■ **TASK STATEMENT**
Take the line that contains "Q: Locate the tweed flat" as the first and the last line of the material as the final one; set down exactly the lines in that span.

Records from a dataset
******************************

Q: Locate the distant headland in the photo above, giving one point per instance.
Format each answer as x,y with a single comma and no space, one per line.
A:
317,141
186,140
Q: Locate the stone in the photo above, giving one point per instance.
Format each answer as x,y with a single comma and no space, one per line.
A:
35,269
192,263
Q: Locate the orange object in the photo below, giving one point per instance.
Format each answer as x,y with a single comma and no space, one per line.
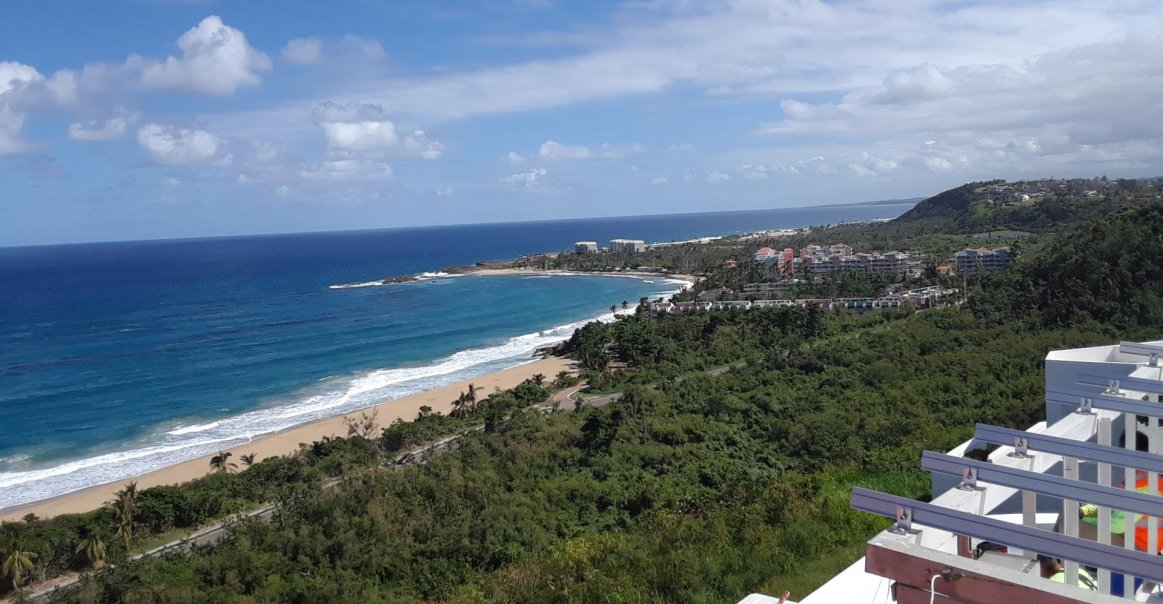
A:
1142,485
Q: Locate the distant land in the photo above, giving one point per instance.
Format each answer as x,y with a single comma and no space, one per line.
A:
887,201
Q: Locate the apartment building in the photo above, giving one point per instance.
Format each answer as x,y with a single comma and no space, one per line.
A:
627,246
585,247
971,261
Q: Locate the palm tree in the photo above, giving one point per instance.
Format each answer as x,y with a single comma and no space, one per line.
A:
221,463
92,549
126,505
18,562
461,405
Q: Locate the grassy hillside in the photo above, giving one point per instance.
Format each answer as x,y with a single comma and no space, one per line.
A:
1036,206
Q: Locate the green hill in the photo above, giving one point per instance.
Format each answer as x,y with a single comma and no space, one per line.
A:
1107,270
1036,206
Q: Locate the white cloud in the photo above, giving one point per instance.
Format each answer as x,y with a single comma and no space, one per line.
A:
555,150
349,170
718,177
528,179
368,48
304,50
418,144
23,90
169,144
215,59
356,126
364,127
101,129
753,171
613,151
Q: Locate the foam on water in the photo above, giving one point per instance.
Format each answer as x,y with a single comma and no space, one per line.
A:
355,285
326,398
191,430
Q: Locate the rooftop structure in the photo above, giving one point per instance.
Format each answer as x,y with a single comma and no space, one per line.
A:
585,247
764,254
825,260
971,261
627,246
1028,498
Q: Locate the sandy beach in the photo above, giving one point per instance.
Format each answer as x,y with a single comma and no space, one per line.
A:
440,399
486,272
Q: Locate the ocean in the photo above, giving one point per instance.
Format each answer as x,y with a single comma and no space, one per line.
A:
119,359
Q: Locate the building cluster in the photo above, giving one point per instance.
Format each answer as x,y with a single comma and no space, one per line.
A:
616,246
826,260
924,297
1014,527
971,261
585,247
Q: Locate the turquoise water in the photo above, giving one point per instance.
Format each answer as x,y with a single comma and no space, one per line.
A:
125,357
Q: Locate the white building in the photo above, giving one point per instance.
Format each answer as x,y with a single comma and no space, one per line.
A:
764,254
971,261
1027,497
585,247
627,246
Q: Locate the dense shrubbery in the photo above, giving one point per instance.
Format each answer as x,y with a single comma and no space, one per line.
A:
723,468
1108,272
697,488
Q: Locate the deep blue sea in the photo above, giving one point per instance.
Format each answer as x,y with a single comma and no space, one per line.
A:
118,359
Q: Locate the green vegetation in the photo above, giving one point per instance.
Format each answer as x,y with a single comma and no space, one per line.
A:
697,485
1030,205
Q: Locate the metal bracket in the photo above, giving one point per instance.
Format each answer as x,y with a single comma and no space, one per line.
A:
1021,447
968,480
1112,388
904,521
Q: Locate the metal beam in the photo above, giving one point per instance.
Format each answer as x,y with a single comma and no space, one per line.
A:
1046,484
1030,539
1071,448
1139,384
1137,349
1111,403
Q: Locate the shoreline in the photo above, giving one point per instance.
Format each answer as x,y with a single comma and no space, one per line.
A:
512,271
287,441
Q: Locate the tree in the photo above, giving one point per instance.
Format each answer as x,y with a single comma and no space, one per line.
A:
126,504
461,405
221,463
91,548
18,562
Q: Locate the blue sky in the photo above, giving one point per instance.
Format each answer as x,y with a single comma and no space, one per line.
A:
143,119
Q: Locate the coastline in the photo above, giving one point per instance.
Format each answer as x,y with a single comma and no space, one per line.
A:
287,441
491,271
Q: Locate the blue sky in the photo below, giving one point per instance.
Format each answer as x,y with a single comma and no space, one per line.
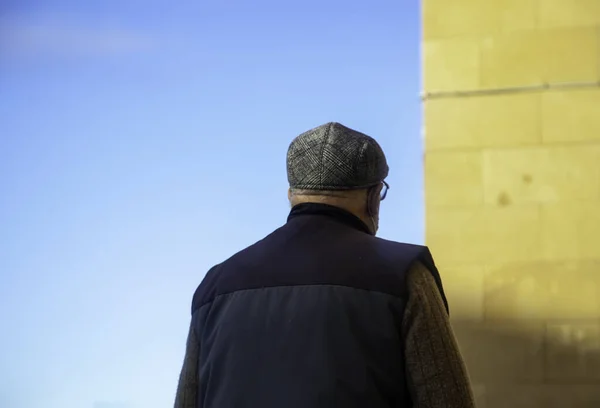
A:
142,142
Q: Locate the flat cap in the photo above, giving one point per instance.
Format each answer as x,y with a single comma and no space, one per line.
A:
335,157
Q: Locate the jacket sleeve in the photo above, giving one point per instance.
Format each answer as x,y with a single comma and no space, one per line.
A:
435,371
187,387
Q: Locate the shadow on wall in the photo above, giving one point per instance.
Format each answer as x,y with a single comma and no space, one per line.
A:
533,363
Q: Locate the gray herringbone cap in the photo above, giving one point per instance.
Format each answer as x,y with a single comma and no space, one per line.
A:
334,157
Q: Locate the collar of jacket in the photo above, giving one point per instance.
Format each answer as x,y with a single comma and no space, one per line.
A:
331,211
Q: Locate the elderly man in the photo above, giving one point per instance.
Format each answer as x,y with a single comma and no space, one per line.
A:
321,313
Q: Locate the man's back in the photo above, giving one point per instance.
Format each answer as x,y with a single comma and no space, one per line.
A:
321,313
308,317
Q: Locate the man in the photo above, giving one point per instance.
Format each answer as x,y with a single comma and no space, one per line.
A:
321,313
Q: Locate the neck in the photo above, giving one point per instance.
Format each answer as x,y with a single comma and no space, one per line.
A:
356,209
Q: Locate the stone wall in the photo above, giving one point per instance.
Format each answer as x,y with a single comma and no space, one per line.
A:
512,191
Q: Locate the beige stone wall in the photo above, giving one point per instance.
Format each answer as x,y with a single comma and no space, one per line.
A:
512,183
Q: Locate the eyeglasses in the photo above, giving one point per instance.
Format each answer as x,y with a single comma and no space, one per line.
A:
384,190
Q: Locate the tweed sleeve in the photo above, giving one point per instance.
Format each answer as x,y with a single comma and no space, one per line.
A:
436,374
187,387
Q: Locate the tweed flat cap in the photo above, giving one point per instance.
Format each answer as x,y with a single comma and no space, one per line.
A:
335,157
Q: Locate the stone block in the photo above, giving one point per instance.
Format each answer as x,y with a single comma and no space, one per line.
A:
486,121
451,64
573,352
543,290
571,13
542,396
571,116
444,19
541,174
502,352
570,230
480,234
453,178
463,286
527,58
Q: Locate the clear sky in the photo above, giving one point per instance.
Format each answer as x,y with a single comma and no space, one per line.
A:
142,142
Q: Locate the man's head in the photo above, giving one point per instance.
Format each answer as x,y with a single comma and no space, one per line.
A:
335,165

******************************

■ **EXPECTED ANSWER**
Q: Locate the tweed flat cap in the photo above, giving one point per instance.
Format each answer as x,y with a single comma and no space, one per line.
A:
335,157
Q: Locate the stone block in the photo above, giving one point per instance.
Format each answer as x,y with a single comma and no space, one per line.
A:
486,121
451,64
573,352
543,290
571,13
542,396
571,116
444,19
541,174
502,352
570,230
480,234
453,178
463,286
527,58
Q: Locate the clear sky in the photo above, giving one point per instance.
Format each answer as x,y with a single comma and no space, one per line.
A:
142,142
Q: Locate the man's head in the photo above, giving one point per instance.
Format each answer as x,y with a single comma and no space, one per line.
A:
335,165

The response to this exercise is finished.